• _TASK OBJECTIVE_
Answer these questions using the text on relation extraction methods.
1. What property of MUC relations led BBN to supplement its parse-tree methods with a feature-based method?
2. What example does the text give of a content feature that tests for particular descriptors?
3. In feature-based methods, with what can the classifier label a pair of entities?

• _EXTRACTED TEXT_
▼
Because MUC relations can cross sentence boundaries, BBN's parse-tree methods were supplemented with a feature-based method to recognize cross-sentence relations. They included both structural features and content features. The structural features included information about the immediate context of the entities involved, and whether the entities were in successive sentences. The content features tested for particular names or descriptors (e.g., generals are employed by armies or countries) and conflicting information about names (a person who works for X probably doesn't work for Y).

Feature-Based Methods

The basic idea of feature-based methods is to train a classifier which, given two entities in the same sentence (for ACE relations), labels the pair either with a relation type or NO RELATION.
▲
• _ENTRIES PROVIDED_
▼
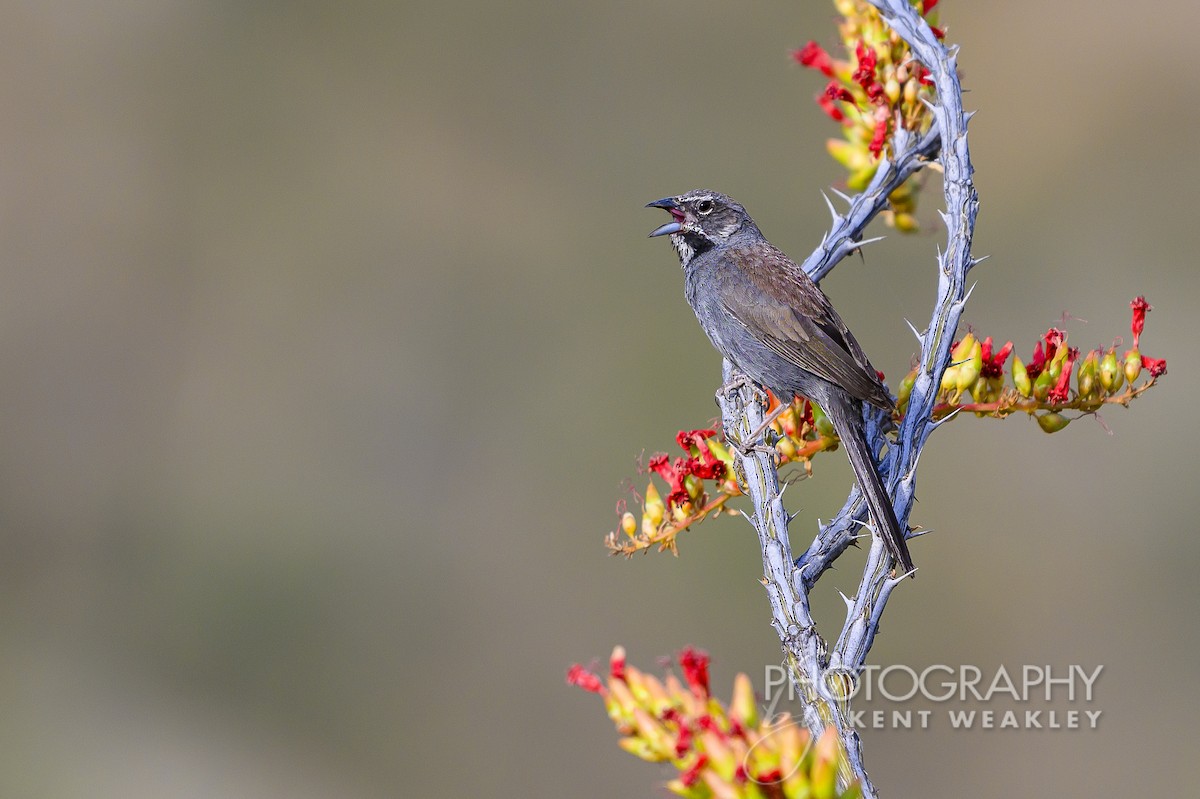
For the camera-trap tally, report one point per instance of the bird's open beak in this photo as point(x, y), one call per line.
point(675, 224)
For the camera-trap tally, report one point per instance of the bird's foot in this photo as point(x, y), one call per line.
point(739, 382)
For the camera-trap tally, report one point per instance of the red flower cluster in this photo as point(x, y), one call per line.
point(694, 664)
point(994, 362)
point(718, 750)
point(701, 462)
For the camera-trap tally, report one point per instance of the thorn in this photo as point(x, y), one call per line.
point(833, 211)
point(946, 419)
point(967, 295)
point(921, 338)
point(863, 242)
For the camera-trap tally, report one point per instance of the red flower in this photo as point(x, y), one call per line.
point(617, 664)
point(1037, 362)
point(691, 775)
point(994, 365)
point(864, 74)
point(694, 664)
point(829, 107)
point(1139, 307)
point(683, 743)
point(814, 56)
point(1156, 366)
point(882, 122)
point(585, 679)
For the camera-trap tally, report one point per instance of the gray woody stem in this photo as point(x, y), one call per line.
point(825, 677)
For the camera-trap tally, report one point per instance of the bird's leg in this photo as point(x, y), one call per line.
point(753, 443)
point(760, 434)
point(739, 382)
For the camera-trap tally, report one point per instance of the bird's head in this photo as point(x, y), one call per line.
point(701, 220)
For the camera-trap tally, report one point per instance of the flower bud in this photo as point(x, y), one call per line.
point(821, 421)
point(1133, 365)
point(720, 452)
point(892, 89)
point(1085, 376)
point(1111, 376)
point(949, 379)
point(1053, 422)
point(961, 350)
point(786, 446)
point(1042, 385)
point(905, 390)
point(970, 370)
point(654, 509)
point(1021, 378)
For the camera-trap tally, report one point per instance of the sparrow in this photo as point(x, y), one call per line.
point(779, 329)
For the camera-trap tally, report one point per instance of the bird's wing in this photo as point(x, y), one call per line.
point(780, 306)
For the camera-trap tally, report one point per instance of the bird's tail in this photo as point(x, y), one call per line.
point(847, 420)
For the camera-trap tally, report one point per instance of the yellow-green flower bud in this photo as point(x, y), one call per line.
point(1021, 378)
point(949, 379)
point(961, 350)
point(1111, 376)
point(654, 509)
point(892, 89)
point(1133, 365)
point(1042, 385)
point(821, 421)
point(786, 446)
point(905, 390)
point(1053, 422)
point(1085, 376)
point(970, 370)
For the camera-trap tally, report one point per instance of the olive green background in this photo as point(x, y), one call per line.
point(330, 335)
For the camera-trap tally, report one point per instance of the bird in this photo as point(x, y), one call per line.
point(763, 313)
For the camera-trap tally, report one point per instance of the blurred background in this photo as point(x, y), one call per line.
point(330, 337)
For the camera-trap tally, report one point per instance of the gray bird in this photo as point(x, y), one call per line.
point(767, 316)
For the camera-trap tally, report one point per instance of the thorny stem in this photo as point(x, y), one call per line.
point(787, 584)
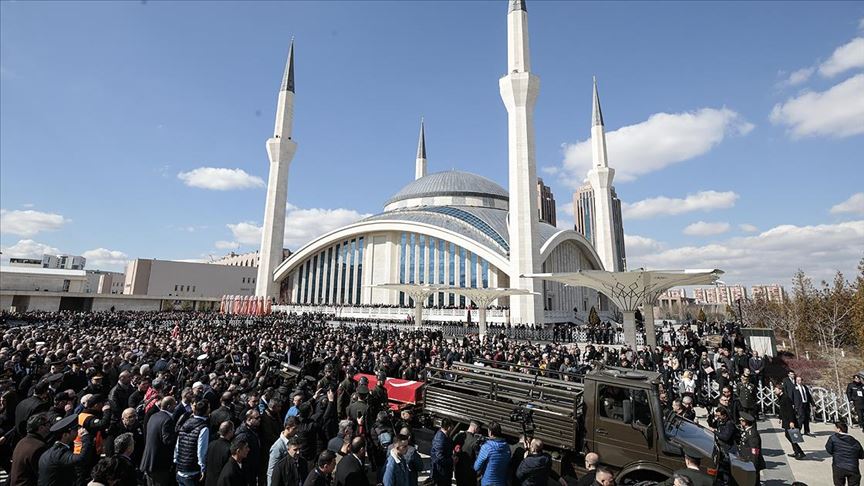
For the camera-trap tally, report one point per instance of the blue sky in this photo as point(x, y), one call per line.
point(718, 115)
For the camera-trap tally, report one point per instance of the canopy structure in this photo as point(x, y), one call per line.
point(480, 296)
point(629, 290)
▲
• _OUTPUT OF THE TASK_
1. MUC relations can cross sentence boundaries.
2. Generals are employed by armies or countries.
3. Either a relation type or NO RELATION.